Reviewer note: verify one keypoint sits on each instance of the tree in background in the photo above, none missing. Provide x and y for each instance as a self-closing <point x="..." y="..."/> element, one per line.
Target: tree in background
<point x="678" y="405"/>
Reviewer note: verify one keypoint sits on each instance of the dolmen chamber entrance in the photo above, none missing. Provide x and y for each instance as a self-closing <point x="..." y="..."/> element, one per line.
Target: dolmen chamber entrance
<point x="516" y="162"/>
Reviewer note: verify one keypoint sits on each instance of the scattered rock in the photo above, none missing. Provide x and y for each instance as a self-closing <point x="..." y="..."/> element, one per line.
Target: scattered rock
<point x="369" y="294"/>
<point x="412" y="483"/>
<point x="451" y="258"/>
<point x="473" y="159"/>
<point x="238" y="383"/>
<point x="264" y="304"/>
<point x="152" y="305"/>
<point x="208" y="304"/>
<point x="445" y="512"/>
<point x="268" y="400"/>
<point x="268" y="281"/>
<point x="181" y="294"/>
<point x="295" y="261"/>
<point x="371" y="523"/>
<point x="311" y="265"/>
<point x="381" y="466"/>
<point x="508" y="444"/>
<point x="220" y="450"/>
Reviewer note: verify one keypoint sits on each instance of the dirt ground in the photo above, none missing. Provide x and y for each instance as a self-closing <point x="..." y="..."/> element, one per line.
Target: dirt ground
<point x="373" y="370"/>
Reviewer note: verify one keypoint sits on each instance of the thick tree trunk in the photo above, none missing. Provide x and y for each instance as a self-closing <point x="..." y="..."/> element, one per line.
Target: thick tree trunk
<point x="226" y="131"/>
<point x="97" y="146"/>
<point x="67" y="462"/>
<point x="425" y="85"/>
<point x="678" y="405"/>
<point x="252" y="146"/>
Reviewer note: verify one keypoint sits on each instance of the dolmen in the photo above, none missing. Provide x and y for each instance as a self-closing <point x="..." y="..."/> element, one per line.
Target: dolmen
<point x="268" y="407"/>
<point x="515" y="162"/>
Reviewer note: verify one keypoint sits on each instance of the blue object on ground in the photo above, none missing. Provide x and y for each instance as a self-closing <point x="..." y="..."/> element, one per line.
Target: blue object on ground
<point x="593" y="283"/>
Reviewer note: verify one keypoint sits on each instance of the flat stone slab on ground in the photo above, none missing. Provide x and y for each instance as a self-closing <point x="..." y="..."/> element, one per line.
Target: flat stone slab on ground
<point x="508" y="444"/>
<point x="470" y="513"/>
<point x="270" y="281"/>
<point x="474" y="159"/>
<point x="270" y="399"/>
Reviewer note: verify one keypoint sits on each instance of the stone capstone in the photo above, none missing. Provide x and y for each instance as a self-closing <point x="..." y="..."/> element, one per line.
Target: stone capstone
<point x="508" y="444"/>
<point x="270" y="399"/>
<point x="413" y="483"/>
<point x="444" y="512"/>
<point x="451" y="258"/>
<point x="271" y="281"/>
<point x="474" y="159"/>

• [STATED TASK] Turn the listing above into a two-column CSV with the headers note and points. Give one row for every "Reviewer note:" line. Put that line plus its "Target:" line in the note field and all of its points in the points field, with each field quoted and line breaks replaced by spaces.

• [TASK RESPONSE]
note,points
"Reviewer note: verify one keypoint sits on each instance of the tree in background in the photo above, none missing. Provide x and y for each instance as a self-closing <point x=""..."" y=""...""/> element, one per line. Target: tree in background","<point x=""678"" y=""405""/>"
"Reviewer note: verify one keypoint sits on each instance of the dolmen chamber entrance in the photo above, none missing. Provide x and y for each instance as a self-closing <point x=""..."" y=""...""/> element, one per line. Target: dolmen chamber entrance","<point x=""516"" y=""162""/>"
"Reviewer note: verify one keypoint sits on each instance of the scattered rock in the photo above, none missing. Provide x and y for each instance as a self-closing <point x=""..."" y=""...""/> element, one per line. Target: scattered rock","<point x=""369"" y=""294""/> <point x=""412"" y=""483""/> <point x=""451"" y=""258""/> <point x=""473"" y=""159""/> <point x=""238"" y=""383""/> <point x=""264"" y=""304""/> <point x=""152"" y=""305""/> <point x=""208"" y=""304""/> <point x=""445"" y=""512""/> <point x=""268"" y=""400""/> <point x=""268"" y=""281""/> <point x=""181"" y=""294""/> <point x=""295"" y=""261""/> <point x=""371"" y=""523""/> <point x=""311"" y=""265""/> <point x=""381"" y=""466""/> <point x=""508"" y=""444""/> <point x=""220"" y=""450""/>"
"Reviewer note: verify one keypoint sits on each instance of the dirt ground in the photo above, none missing. Provide x and y for each instance as a self-closing <point x=""..."" y=""...""/> element, one per line. Target: dirt ground","<point x=""373"" y=""370""/>"
"Reviewer note: verify one keypoint sits on each instance of the thick tree trunk in the photo above, none missing. Provide x and y for each instance as a self-closing <point x=""..."" y=""...""/> element, one per line. Target: thick tree trunk","<point x=""226"" y=""131""/> <point x=""97"" y=""146""/> <point x=""67"" y=""462""/> <point x=""425"" y=""85""/> <point x=""678"" y=""405""/> <point x=""252"" y=""146""/>"
"Reviewer note: verify one keypoint sits on each instance of the dolmen in the photo above, none missing. Provide x and y for each instance as a self-closing <point x=""..."" y=""...""/> element, one per line. Target: dolmen","<point x=""268"" y=""407""/> <point x=""515"" y=""162""/>"
"Reviewer note: verify one keypoint sits on each instance of the blue object on ground in the photo above, none missing. Provide x and y for each instance as a self-closing <point x=""..."" y=""...""/> element, one per line. Target: blue object on ground","<point x=""593"" y=""283""/>"
"Reviewer note: verify one keypoint sits on each instance of the flat stone slab on ground in the photo above, none missing. Provide x and y for each instance as a self-closing <point x=""..."" y=""...""/> element, one per line. Target: flat stone slab on ground","<point x=""508"" y=""444""/> <point x=""470"" y=""513""/> <point x=""270"" y=""281""/> <point x=""474"" y=""159""/> <point x=""270"" y=""399""/>"
"Reviewer note: verify one keypoint sits on each instance of the stone capstone in the photo above, none missing. Provide x and y for each instance as a self-closing <point x=""..."" y=""...""/> element, one per line. Target: stone capstone","<point x=""508"" y=""444""/> <point x=""270"" y=""399""/> <point x=""413"" y=""483""/> <point x=""444"" y=""512""/> <point x=""451"" y=""258""/> <point x=""271"" y=""281""/> <point x=""474"" y=""159""/>"